**Exercise requirements**
Write out all the data again, exactly.

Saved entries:
--

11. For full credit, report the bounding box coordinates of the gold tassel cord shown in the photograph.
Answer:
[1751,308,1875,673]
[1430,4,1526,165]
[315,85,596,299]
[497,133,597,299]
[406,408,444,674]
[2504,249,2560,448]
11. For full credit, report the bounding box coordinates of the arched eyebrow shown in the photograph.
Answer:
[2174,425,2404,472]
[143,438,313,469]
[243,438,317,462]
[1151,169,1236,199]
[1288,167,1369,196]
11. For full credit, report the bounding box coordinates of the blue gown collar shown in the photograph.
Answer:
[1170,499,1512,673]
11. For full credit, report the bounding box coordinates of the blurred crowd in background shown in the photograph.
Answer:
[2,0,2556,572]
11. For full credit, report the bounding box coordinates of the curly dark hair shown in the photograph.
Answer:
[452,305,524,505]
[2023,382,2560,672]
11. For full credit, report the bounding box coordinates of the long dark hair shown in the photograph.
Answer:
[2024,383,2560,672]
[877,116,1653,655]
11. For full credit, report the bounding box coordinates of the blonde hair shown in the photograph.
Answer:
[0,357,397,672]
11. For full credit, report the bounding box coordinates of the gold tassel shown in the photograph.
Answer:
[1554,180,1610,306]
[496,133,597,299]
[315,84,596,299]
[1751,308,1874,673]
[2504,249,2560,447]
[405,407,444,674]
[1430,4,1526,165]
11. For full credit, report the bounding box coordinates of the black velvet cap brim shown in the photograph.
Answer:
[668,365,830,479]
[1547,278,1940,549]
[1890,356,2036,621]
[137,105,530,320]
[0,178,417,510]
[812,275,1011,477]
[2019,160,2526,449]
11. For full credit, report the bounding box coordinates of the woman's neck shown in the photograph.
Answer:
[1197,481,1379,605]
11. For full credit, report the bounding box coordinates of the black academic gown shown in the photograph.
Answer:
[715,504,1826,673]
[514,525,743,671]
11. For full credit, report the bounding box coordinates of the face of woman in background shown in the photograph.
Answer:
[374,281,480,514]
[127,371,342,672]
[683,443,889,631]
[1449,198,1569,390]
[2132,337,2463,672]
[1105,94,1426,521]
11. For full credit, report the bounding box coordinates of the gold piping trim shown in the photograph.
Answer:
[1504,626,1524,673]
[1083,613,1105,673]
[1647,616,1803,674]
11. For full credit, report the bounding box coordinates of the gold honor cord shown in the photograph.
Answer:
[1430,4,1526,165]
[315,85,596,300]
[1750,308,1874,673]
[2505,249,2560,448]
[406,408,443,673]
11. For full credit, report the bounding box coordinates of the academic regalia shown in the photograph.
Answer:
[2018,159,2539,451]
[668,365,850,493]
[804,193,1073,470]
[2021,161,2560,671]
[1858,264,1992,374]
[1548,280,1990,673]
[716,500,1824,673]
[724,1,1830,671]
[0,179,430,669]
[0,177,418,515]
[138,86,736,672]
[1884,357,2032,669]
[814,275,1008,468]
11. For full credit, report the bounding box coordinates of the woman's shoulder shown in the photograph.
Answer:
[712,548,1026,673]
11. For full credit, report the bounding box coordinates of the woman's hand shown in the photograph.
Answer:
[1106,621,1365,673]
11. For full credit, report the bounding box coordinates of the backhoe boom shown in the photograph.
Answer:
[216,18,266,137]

--

**Written solution**
11. For full credit, report the bounding box coordinates of the gold tassel cord shown in the photograph.
Answer:
[1751,308,1875,673]
[1430,4,1526,165]
[315,85,596,299]
[497,133,597,299]
[406,408,444,674]
[2504,249,2560,448]
11. For full credit, report the bounding box coordinates of the arched eyebrow shown in the photograph.
Answer:
[2174,425,2404,472]
[143,438,313,469]
[243,438,317,462]
[1151,169,1236,199]
[1288,167,1369,196]
11. For full credit, report the bounding box coordinates of the blue gown collar shown in the photograph.
Answer:
[1170,499,1512,673]
11. For full credit, report the bounding box coordinates of the blurred crowd in background shown in the photograph.
Answer:
[2,0,2556,572]
11. For full credit, report the bounding box coordinates of the curly dark hair shown in the photograph.
Answer:
[452,305,524,505]
[2023,382,2560,672]
11. For full credit, report the bounding box coordinates of the long dark hair shown in the photograph.
Answer:
[2024,383,2560,672]
[877,116,1653,655]
11. For full credit, report the bounding box coordinates of the blonde hair shown in the photograph.
Answer:
[0,357,397,672]
11. For full credit, report the bounding box coordinates of the gold tassel shown in the photograph.
Answer:
[1554,180,1610,306]
[496,133,597,299]
[315,84,596,299]
[1751,308,1874,673]
[2504,249,2560,447]
[405,407,444,674]
[1430,4,1526,165]
11. For full credit, report the bounding box coordinates of the black velvet cap brim shown in the photograph.
Answer:
[668,365,830,479]
[1547,278,1940,549]
[1890,356,2036,621]
[137,105,530,320]
[0,178,417,510]
[812,275,1011,477]
[2019,160,2526,449]
11. For full credit, report the bounding box coordinates of the woman's neck shown in the photograph.
Answer:
[1197,481,1379,605]
11. For full credit, report the bounding box coordinates of the black academic gown shown in the photograph.
Answer:
[715,504,1826,673]
[514,525,743,671]
11. For full credit, report the bounding box coordinates of the face of woman in background shown in the photograph.
Answer:
[374,281,480,514]
[127,371,342,672]
[683,443,889,631]
[1449,198,1569,390]
[2132,337,2463,672]
[1105,94,1426,521]
11. For full credit, report the bounding box coordinates of the gold piping trim shown in the photograph.
Answer:
[1504,626,1524,673]
[1083,613,1105,673]
[1647,616,1803,674]
11. For full credit, report the bounding box coordinates of the gold honor cord shown in the photograph.
Answer:
[1430,4,1526,165]
[315,85,596,300]
[1750,308,1874,673]
[2505,249,2560,448]
[406,408,443,673]
11. For full credit, report the bounding box coordinates of the academic regalia shown in the photograph.
Answer:
[2018,159,2539,451]
[668,365,850,493]
[804,193,1073,470]
[2021,161,2560,671]
[1858,264,1992,374]
[1548,280,1990,673]
[716,500,1824,673]
[724,1,1830,671]
[0,179,430,669]
[0,177,418,515]
[138,86,736,672]
[1884,357,2032,669]
[814,275,1008,468]
11. For full credit, report the bounding box coordinates of the woman's shoulder shown in the photograph.
Answer:
[712,548,1026,673]
11. For full credit, report the bounding box coordinates of the woman's hand shown in the photograph.
Answer:
[1106,621,1365,673]
11. For full credit, report the bounding box coordinates of the backhoe boom shown in the photograph.
Answer:
[216,18,266,137]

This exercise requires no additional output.